PAGE EXTRACT section start
The Department of Electronics and Communication Engineering, School of Engineering, Amrita Vishwa Vidyapeetham, Coimbatore campus, organized an International International Workshop on Rural Healthcare in India on May 18, 2018.
The “International Workshop on Rural Health Care in India” focused on generating new ideas that could improve the health and well-being of indigenous communities in India, using design thinking methods. To set the scene, the first day morning included talks on the government initiatives to improve rural healthcare in India; the current health and life of indigenous tribal communities in Wayanad, including findings from our fieldwork from stage one; and how other tribal village initiatives by Amrita, in the state of Tamil Nadu, have had a meaningful impact on their health and well-being. Following on from the series of talks, participants were put into teams. Teams were carefully selected so that there were people in each team from a range of different backgrounds and with a range of skills (e.g. cultural, medical, technical, commercial, design). The teams were then set the following challenges during the rest of the workshop. Firstly, to debate, discuss and list the issues, problems and concerns of key stakeholders (e.g. tribal villagers, government, healthcare workers, doctors, technologists, private sector) with regards to supporting the health and well-being of people living in rural communities in India; secondly, to generate a range of ideas that could help improve the health and well-being of people in rural communities in India; and finally to evaluate the different ideas proposed in terms of their desirability, feasibility and viability. After each challenge, all teams presented back their insights and ideas to all participants. All participants were guided on how to use different design thinking methods for concept generation and evaluation throughout the workshop.
The final part of the workshop focused on how to translate the ideas proposed in the workshop into meaningful action; whether the activities should be government led, or led by non-governmental organizations such as Amrita, or by the healthcare workers and the tribal communities themselves, or by the private sector, or by a combination of the above.
PAGE EXTRACT section end
INPUT DATA section start
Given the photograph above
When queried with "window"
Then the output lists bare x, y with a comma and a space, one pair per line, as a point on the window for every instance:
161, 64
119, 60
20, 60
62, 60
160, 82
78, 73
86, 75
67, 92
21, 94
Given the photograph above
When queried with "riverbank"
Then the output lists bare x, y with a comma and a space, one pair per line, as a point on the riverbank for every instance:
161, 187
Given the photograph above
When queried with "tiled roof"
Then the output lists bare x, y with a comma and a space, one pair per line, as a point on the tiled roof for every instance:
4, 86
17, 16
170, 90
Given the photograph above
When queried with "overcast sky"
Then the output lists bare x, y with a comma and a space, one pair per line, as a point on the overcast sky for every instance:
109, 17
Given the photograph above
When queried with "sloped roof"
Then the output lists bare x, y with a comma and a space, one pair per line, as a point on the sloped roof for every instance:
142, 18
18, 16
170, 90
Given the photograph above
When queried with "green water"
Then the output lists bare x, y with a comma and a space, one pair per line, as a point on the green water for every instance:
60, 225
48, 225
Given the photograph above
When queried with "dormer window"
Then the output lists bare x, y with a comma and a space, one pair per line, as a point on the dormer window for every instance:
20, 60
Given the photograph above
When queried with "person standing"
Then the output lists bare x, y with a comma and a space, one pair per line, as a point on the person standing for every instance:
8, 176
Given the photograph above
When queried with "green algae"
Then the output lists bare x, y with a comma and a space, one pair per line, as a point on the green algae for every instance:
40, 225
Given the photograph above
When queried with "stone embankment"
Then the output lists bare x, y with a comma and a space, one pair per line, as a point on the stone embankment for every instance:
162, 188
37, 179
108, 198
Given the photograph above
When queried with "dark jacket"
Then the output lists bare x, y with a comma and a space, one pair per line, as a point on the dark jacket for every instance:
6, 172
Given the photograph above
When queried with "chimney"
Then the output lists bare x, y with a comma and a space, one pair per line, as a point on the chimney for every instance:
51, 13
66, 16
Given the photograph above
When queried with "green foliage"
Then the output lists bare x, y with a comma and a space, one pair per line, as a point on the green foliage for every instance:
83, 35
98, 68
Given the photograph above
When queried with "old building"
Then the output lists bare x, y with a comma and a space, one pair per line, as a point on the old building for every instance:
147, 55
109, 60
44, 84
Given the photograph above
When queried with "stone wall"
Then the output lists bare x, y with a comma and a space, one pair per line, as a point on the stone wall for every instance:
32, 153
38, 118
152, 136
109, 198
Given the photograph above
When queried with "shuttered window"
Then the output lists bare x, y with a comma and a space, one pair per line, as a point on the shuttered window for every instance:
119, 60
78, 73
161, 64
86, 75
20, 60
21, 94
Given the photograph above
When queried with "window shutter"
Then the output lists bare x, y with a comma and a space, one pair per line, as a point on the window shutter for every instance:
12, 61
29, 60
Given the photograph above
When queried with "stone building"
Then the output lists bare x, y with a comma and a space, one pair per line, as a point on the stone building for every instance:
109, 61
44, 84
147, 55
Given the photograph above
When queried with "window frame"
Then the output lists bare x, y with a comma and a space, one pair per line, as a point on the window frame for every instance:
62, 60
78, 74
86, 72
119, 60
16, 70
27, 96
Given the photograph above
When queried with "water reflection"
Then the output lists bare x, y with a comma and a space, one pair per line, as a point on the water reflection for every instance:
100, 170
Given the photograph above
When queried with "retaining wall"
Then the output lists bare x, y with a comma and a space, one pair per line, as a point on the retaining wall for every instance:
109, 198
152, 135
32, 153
INPUT DATA section end
INPUT DATA section start
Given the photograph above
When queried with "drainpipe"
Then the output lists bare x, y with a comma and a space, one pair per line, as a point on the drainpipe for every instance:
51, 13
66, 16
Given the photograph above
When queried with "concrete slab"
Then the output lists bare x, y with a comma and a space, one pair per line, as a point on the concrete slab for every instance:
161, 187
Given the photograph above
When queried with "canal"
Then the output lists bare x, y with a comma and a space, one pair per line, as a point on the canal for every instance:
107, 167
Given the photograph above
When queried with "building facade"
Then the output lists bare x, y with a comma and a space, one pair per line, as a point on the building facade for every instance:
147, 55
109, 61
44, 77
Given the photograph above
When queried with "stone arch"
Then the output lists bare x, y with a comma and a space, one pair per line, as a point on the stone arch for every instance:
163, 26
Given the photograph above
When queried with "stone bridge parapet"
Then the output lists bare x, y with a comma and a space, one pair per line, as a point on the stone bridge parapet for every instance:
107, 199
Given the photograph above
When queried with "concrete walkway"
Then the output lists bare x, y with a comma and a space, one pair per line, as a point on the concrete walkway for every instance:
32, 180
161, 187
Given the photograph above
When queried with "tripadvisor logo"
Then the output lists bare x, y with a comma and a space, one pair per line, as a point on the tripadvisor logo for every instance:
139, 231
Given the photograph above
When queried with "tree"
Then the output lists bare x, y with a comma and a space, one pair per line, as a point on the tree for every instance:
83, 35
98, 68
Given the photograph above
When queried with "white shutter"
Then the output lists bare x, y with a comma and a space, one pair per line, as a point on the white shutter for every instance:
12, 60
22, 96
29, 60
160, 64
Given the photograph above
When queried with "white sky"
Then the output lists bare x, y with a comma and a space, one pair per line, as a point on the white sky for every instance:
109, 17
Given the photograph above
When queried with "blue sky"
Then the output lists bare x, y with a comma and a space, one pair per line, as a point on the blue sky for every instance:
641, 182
INPUT DATA section end
= YOUR INSTRUCTIONS =
Can you quote the rural healthcare workshop text starting at "The final part" and ending at "of the above."?

= ANSWER BOX =
The final part of the workshop focused on how to translate the ideas proposed in the workshop into meaningful action; whether the activities should be government led, or led by non-governmental organizations such as Amrita, or by the healthcare workers and the tribal communities themselves, or by the private sector, or by a combination of the above.